**TASK INSTRUCTIONS:** Set down exactly the lines from the one containing "A point marks every instance of the oven" through the end of the records below, both included, and nothing else.

**EXCERPTED DATA:**
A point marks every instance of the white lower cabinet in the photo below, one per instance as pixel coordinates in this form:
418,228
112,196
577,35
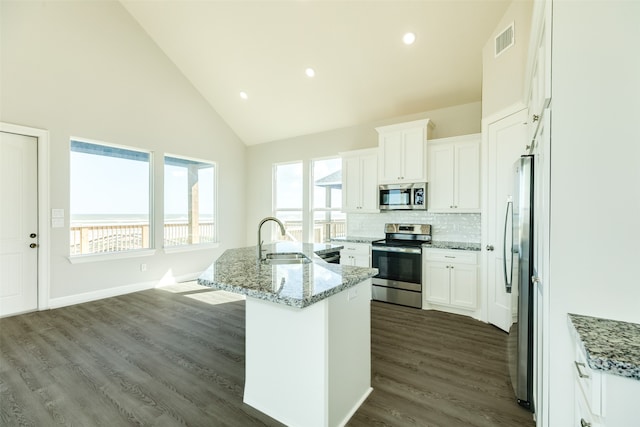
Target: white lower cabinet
602,399
356,254
450,278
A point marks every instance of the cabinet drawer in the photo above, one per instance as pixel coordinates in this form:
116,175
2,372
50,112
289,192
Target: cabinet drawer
582,414
356,249
456,256
589,382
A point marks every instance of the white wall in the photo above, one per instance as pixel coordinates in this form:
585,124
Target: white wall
503,77
595,176
452,121
87,69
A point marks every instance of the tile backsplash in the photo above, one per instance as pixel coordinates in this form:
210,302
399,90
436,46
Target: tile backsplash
444,227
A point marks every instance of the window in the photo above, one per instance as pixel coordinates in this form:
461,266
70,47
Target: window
288,197
110,198
189,202
328,221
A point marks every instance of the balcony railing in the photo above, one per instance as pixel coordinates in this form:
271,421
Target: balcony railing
105,238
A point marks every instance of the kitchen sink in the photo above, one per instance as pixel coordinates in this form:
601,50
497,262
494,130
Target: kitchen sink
286,258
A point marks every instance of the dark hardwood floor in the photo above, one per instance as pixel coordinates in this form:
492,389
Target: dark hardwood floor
175,356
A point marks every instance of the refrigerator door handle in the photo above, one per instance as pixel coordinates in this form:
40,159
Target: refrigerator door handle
507,280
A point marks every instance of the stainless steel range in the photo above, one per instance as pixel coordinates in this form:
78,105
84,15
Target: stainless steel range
398,259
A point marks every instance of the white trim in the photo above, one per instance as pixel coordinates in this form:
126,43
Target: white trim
44,243
100,294
81,259
484,185
355,407
120,290
190,248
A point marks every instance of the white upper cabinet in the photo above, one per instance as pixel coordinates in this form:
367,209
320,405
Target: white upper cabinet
538,91
360,181
403,153
454,174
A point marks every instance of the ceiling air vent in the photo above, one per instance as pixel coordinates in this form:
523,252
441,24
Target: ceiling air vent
504,40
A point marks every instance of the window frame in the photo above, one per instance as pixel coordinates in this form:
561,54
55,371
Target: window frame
274,198
192,246
131,253
311,197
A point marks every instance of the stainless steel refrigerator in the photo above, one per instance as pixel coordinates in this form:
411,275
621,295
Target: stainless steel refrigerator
518,271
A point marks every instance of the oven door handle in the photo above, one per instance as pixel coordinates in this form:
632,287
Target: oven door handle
396,249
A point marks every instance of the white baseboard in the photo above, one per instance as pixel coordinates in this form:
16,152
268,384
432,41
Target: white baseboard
120,290
355,407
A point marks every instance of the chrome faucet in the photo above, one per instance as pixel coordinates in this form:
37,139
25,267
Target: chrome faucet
260,242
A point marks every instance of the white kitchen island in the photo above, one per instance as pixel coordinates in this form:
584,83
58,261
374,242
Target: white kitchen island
308,346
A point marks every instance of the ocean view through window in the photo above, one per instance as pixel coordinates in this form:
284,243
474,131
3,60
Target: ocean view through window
326,206
287,201
109,198
189,202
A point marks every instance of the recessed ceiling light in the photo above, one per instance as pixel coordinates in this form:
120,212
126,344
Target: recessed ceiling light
409,38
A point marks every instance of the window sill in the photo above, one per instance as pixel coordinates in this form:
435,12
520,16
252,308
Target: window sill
81,259
190,248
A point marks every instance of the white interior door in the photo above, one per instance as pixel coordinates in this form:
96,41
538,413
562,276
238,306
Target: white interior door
506,142
18,224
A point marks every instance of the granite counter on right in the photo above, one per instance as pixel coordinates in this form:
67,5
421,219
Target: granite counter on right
463,246
606,371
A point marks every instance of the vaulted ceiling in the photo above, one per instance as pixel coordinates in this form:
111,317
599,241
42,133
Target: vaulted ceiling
363,70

**SOLUTION:**
A point marks every instance of the oven door handle in the photo above, one per instance as pixel coordinates in this form:
632,287
Target: oven door handle
396,249
A point marks every instance of the white baseboard in the photo above, one per instance as pixel coordinates in this form:
16,152
268,384
432,41
Target: white baseboard
120,290
355,407
A point marks every instance of the chrome faucet in the photo above, one per instance as pixel coordinates in this form:
37,139
25,267
Target: chrome faucet
260,242
A point marks every instance of the white kitchen island in the photo above, one per instance as pixel coordinates in this form:
584,83
58,261
374,242
Target: white kitchen island
308,346
A point marks every instance of the ocean view through window in the photo above, one per instance as pixel coordinates in this form:
284,243
474,131
3,60
Target: ocean view through window
326,206
287,201
109,198
189,202
A point marks every instance of the recessed ceiling light in the photo above, one per instance as pixel coordinates in this form:
120,212
126,344
Target: recessed ceiling light
409,38
A point marks every instance of the window sill in the photo above, one per instance as pixel coordinates in this form:
435,12
520,16
252,308
Target: window sill
81,259
190,248
A point marks every instance of the white interior door in the photo above, one per instance as pixel coordinates in this form:
96,41
538,413
562,276
238,306
Target: white interior door
506,142
18,224
A point marks every instance of the granite counter on right in the photo above, one per instance as pixel coordinates in this form:
67,5
421,219
Target: granite counter on right
463,246
606,371
A point marks every instance of the vaulted ceiling in the photo above, one per instance as pixel coordinates in this form:
111,317
599,241
42,133
Target: vaulted ceiling
363,70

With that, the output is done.